» **Problem statement**:
Reproduce all of the data below verbatim, keeping every line unchanged.
[begin Task material]
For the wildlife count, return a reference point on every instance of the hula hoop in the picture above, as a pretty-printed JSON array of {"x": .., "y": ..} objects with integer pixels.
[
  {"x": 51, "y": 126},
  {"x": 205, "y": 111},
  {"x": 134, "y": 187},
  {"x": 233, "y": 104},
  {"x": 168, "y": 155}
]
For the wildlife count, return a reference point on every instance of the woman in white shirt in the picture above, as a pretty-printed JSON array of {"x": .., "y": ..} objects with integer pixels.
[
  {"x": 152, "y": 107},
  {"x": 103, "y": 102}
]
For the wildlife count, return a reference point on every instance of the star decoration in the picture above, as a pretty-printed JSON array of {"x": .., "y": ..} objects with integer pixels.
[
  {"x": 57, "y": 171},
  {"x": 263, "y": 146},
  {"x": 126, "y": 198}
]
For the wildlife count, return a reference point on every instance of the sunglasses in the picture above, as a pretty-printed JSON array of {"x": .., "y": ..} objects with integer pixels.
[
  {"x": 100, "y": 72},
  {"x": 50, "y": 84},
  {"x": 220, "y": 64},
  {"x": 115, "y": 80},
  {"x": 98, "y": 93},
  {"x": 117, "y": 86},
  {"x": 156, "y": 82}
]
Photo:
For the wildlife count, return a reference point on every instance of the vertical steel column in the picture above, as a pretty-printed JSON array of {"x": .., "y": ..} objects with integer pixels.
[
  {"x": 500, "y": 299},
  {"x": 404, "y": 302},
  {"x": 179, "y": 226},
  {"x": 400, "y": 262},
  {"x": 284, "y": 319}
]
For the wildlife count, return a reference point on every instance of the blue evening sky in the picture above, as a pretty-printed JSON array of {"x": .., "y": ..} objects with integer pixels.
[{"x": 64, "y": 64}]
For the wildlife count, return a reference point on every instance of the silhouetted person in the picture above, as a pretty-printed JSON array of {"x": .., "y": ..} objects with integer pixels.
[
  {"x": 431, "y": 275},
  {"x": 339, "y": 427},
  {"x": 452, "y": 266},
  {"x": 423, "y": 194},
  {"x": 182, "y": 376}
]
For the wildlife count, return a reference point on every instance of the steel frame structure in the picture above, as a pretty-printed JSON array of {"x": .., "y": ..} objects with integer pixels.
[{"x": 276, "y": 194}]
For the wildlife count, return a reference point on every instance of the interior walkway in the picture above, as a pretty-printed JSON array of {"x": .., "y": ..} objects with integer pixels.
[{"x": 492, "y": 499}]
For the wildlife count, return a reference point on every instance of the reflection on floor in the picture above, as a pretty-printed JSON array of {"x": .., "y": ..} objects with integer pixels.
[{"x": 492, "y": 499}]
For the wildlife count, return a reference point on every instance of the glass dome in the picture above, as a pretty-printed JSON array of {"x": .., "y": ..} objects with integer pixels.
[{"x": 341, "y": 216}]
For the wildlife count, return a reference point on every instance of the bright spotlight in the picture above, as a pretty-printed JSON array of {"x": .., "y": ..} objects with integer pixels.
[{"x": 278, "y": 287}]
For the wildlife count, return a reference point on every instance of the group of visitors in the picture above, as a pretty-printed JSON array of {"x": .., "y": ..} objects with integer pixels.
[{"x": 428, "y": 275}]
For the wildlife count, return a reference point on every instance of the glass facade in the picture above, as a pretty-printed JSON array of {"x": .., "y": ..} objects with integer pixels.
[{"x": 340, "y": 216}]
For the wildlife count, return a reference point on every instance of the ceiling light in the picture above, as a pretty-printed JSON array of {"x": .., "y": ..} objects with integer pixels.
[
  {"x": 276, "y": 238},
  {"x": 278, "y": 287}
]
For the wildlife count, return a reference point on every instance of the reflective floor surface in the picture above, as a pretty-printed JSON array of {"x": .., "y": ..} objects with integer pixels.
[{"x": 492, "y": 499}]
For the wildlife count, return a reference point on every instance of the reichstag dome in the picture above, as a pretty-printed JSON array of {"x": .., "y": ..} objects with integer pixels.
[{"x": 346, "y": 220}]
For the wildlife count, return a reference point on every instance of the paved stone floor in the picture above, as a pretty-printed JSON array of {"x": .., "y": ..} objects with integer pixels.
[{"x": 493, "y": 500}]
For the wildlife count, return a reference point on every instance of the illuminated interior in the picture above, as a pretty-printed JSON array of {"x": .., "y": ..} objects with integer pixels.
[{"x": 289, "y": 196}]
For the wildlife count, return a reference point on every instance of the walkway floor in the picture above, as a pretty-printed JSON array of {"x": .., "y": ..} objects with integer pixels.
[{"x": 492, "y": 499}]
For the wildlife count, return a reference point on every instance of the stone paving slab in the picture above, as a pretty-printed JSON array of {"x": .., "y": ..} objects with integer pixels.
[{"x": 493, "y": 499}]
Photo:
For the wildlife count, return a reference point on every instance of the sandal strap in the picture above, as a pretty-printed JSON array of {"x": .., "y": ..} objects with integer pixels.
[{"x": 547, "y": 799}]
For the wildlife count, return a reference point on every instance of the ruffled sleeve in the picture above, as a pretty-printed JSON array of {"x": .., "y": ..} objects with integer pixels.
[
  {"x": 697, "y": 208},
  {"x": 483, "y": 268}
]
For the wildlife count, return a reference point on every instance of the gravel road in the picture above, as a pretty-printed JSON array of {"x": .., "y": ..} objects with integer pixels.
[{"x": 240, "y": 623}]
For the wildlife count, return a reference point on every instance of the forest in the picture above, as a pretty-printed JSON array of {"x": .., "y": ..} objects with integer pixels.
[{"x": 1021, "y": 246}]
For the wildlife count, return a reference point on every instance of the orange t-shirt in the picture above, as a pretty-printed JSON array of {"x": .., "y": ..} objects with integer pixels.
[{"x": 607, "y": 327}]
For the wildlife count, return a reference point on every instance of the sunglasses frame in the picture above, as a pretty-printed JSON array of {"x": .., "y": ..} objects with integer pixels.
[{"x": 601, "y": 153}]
[end Task material]
» **Task response**:
For the wildlife count, return a reference point on every instance of the hula hoop in the picture above, as a pretty-printed JSON array of {"x": .., "y": ..} objects with integer pixels.
[
  {"x": 51, "y": 126},
  {"x": 205, "y": 111},
  {"x": 134, "y": 187},
  {"x": 233, "y": 104},
  {"x": 168, "y": 155}
]
For the wildlife count, return a reference point on every instance of the woman in white shirt in the picture above, as a pretty-printed JSON array of {"x": .., "y": ..} objects with integer pixels.
[
  {"x": 152, "y": 107},
  {"x": 103, "y": 102}
]
For the wildlife count, return a reference point on every instance of the star decoration in the picture above, as a pretty-printed JSON array of {"x": .., "y": ..} objects with integer pixels.
[
  {"x": 57, "y": 171},
  {"x": 263, "y": 146},
  {"x": 126, "y": 198}
]
For the wildlife count, return a reference point on every instance of the sunglasses in the picture above, as a pretty-printed JSON array of {"x": .., "y": ..} objects with integer pixels.
[
  {"x": 100, "y": 72},
  {"x": 50, "y": 84},
  {"x": 220, "y": 64},
  {"x": 115, "y": 80},
  {"x": 98, "y": 93},
  {"x": 117, "y": 86},
  {"x": 156, "y": 82}
]
Photo:
For the wildlife count, return a reference point on every instance of the vertical steel column in the picture above, as a pretty-printed JSON array of {"x": .., "y": ..} objects with integer pixels.
[
  {"x": 500, "y": 299},
  {"x": 404, "y": 302},
  {"x": 179, "y": 226},
  {"x": 400, "y": 262},
  {"x": 284, "y": 319}
]
For the wildlife count, return a reference point on every instance of the blue evening sky in the picture above, as a pretty-printed JSON array of {"x": .., "y": ..} objects with integer pixels.
[{"x": 64, "y": 64}]
For the wildlife count, return a reference point on every instance of the silhouetted person in the picture above, as a pretty-printed JSON array of {"x": .., "y": ..} objects with integer pixels.
[
  {"x": 431, "y": 275},
  {"x": 339, "y": 427},
  {"x": 452, "y": 266},
  {"x": 423, "y": 194},
  {"x": 182, "y": 376}
]
For the wildlife count, return a reference point on every instance of the steel frame structure in the picture above, as a pretty-printed JSON array of {"x": .., "y": ..} objects with integer pixels.
[{"x": 276, "y": 194}]
For the wildlife count, return a reference point on every instance of the interior walkway in the picture above, as a pretty-printed JSON array of {"x": .., "y": ..} objects with integer pixels.
[{"x": 492, "y": 499}]
For the wildlife count, return a reference point on every instance of the reflection on floor in the picture above, as a pretty-printed JSON array of {"x": .., "y": ..} objects with integer pixels.
[{"x": 492, "y": 499}]
For the wildlife count, return a reference point on every instance of the glass dome in the picture above, as a pretty-printed JSON array of {"x": .., "y": ..} objects with integer pixels.
[{"x": 341, "y": 216}]
For the wildlife count, return a reference point on every instance of the bright spotlight in the picture above, as a pretty-printed JSON array of {"x": .., "y": ..} objects with integer pixels.
[{"x": 278, "y": 287}]
For the wildlife count, return a reference point on every instance of the group of visitors in the picture above, as a pretty-printed JSON array of {"x": .., "y": ..} objects with integer pixels.
[{"x": 428, "y": 275}]
For the wildlife count, return a reference point on every instance of the glass facade in the picture above, as a pretty-printed JSON array of {"x": .., "y": ..} objects with integer pixels.
[{"x": 340, "y": 216}]
For the wildlife count, return a reference point on every instance of the ceiling light in the picture above, as a pretty-printed JSON array of {"x": .., "y": ..} objects with integer pixels.
[
  {"x": 276, "y": 238},
  {"x": 278, "y": 287}
]
For the wildlife count, return a reference point on every instance of the reflective floor surface in the picture above, as a pretty-printed JSON array of {"x": .., "y": ..} objects with integer pixels.
[{"x": 492, "y": 499}]
For the wildlife count, return a reference point on every instance of the reichstag dome in the picture above, as a pretty-printed JSON array of {"x": .., "y": ..} objects with integer pixels.
[{"x": 346, "y": 220}]
For the wildlife count, return a reference point on every instance of the paved stone floor in the picture above, as a pretty-printed JSON array of {"x": .., "y": ..} objects with integer pixels.
[{"x": 493, "y": 500}]
For the wildlife count, return a reference point on every instance of the illuminated interior in the picture above, as a pretty-printed JSON array of {"x": .., "y": ..} objects with integer pixels.
[{"x": 289, "y": 196}]
For the wildlife count, return a reference point on every instance of the walkway floor in the picture above, as a pretty-printed JSON array of {"x": .., "y": ..} objects with integer pixels.
[{"x": 492, "y": 499}]
For the wildlife count, return a reference point on every instance of the stone paving slab in the picture above, as a pretty-printed JSON array of {"x": .., "y": ..} objects with integer pixels.
[{"x": 493, "y": 499}]
Photo:
For the wildlife count, return a reference point on every instance of the sandal strap in the picture above, as a pretty-printed JSON array of {"x": .., "y": ..} objects with integer pixels.
[{"x": 547, "y": 799}]
For the wildlife count, return a reference point on every instance of the ruffled sleeve in the picture above, as a pretty-printed JSON array of {"x": .., "y": ..} objects with integer pixels.
[
  {"x": 697, "y": 208},
  {"x": 483, "y": 268}
]
For the wildlife count, return a reference point on every instance of the gravel road in the picture above, as a pretty-printed JSON array of {"x": .., "y": ..} objects with integer pixels.
[{"x": 240, "y": 623}]
For the wildlife count, return a reference point on every instance of the forest in the picture above, as a pretty-printed JSON array of {"x": .., "y": ..} objects with integer pixels.
[{"x": 1021, "y": 246}]
For the wildlife count, return a reference point on every instance of the orange t-shirt in the picture above, as a pretty-printed JSON array of {"x": .., "y": ..} objects with integer pixels.
[{"x": 607, "y": 327}]
For the wildlife count, return a reference point on every instance of the sunglasses frame in the picture above, as a pretty-printed JSON array of {"x": .., "y": ..} objects with integer pixels.
[{"x": 601, "y": 153}]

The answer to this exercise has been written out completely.